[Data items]
--- START ---

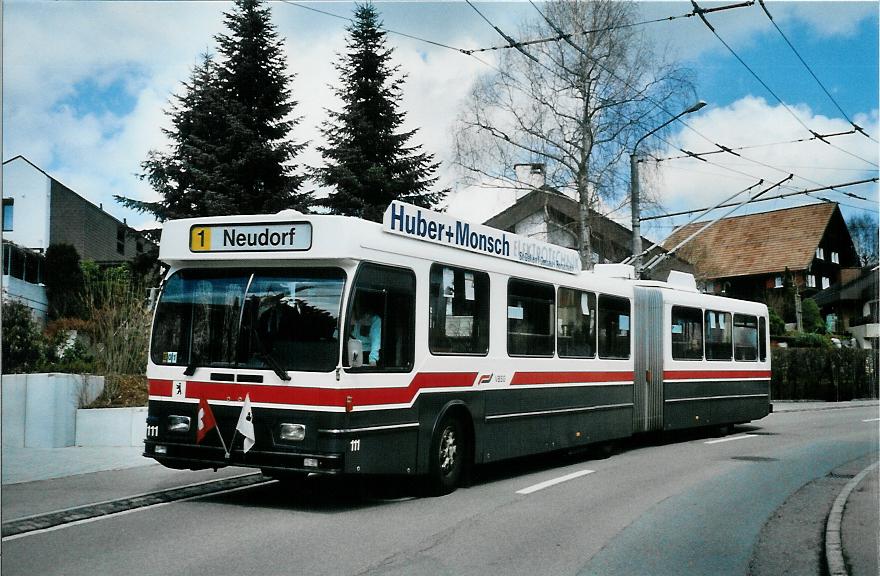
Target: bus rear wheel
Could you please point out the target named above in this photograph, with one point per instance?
(447, 456)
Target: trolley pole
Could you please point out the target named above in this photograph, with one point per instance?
(636, 212)
(634, 188)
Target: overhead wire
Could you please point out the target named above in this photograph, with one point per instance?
(701, 12)
(567, 37)
(813, 74)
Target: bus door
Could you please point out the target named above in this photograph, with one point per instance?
(648, 360)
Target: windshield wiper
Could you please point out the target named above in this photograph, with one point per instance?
(274, 365)
(267, 357)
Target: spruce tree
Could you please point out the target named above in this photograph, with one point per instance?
(367, 161)
(231, 150)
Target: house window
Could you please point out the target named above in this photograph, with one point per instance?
(8, 208)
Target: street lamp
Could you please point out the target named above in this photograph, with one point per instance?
(634, 187)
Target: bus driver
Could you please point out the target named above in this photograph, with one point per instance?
(367, 328)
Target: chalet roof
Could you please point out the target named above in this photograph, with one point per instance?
(764, 243)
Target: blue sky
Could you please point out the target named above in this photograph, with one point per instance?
(86, 83)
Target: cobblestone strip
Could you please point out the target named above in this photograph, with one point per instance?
(51, 519)
(833, 548)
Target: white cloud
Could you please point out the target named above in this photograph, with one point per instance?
(751, 122)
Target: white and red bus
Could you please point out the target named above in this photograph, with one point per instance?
(425, 344)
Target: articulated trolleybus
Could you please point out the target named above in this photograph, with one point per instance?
(325, 344)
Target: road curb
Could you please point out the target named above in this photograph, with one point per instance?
(833, 549)
(109, 507)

--- END ---

Set exercise:
Begin at the line that has "Target: blue sky" and stop after the last line of the items. Write those lines out again, requests included, with each coordinate in the answers decreased by 68.

Written solution:
Target: blue sky
Could you please point out the target named above in this photograph, with one point per instance?
(18, 15)
Target: cobblestone strip
Could you please point out the target named above in this photograph, with one point per instance?
(-17, 451)
(765, 480)
Target: white cloud
Could you please point out the target named above in this photograph, with one point per instance?
(683, 54)
Target: white and red bus
Could you please point out the target named above in this photograph, with one point per instance?
(357, 276)
Target: articulated trolleybus
Could you please point out the target named above in this photograph, with one point per instance?
(257, 276)
Target: road curb
Could you please point out the target named above in this photograph, with one point per instance?
(765, 481)
(41, 439)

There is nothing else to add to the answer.